• [PROVIDED TEXT]
Segment Open
Welcome to my web log, published via Blogger Pro. Below are some links to recent baseball-related articles I found of interest, with my own two cents thrown in. Feel free to chime in via the comments link at the bottom of each post (powered by YACCS), or use my Contact page, or my email address, jay@futilityinfielder.com.

Here are the weekly archives of this blog, assuming Blogger hasn't screwed up again. If an archive appears to be missing, you can try hunting for it via the subdirectory. Please note that because of repeated difficulties I've had with Blogger, I no longer recommend their service and will be taking steps to switch to a new one in the near future.

Saturday, November 23, 2002

Nice Move, DIPShit

I went back to playing around with the pitching spreadsheet I used to calculate my DIPS numbers referred to in the article below, and discovered that I made an error in calculating the Yankee park factor. Basically, I transposed two digits for the Yankee home at-bat total, which should have been 2907 instead of 2097. Needless to say, those missing 810 ABs change things a bit. In this case they take the Yankee Stadium Park HR Factor from 1.054 to 0.968, and slightly lower the Yankee starters' DIPS ERAs by a few points. So I'll rerun that last chart:
             ERA   dERA   BABIP
Pettitte 3.27 3.28 .317
Clemens 4.35 3.34 .316
Mussina 4.05 3.73 .290
Hitchcock 5.49 3.81 .373
Wells 3.75 3.87 .284
Hernandez 3.64 3.91 .264
Weaver 4.04 4.11 .283 (NY only)
Weaver 3.52 3.81 .280 (TOT)
Segment Closed
• [ENTRIES SHOWN]
Segment Open
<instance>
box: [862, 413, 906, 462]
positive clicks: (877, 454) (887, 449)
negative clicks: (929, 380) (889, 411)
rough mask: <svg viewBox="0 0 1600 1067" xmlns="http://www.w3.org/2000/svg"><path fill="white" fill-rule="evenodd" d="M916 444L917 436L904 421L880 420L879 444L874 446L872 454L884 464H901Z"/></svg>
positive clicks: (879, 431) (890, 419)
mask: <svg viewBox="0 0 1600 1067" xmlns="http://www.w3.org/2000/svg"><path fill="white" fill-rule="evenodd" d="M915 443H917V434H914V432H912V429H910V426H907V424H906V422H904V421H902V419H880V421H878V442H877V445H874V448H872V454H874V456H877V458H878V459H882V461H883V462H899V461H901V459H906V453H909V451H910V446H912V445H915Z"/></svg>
Segment Closed
• [ABOUT THIS TASK] Could you repeat the blog post starting at "Here are the" and ending at "the near future.", swapping "subdirectory" for "folder"? Rely on the blog post alone.

• [EXERCISE SOLUTION]
Here are the weekly archives of this blog, assuming Blogger hasn't screwed up again. If an archive appears to be missing, you can try hunting for it via the folder. Please note that because of repeated difficulties I've had with Blogger, I no longer recommend their service and will be taking steps to switch to a new one in the near future.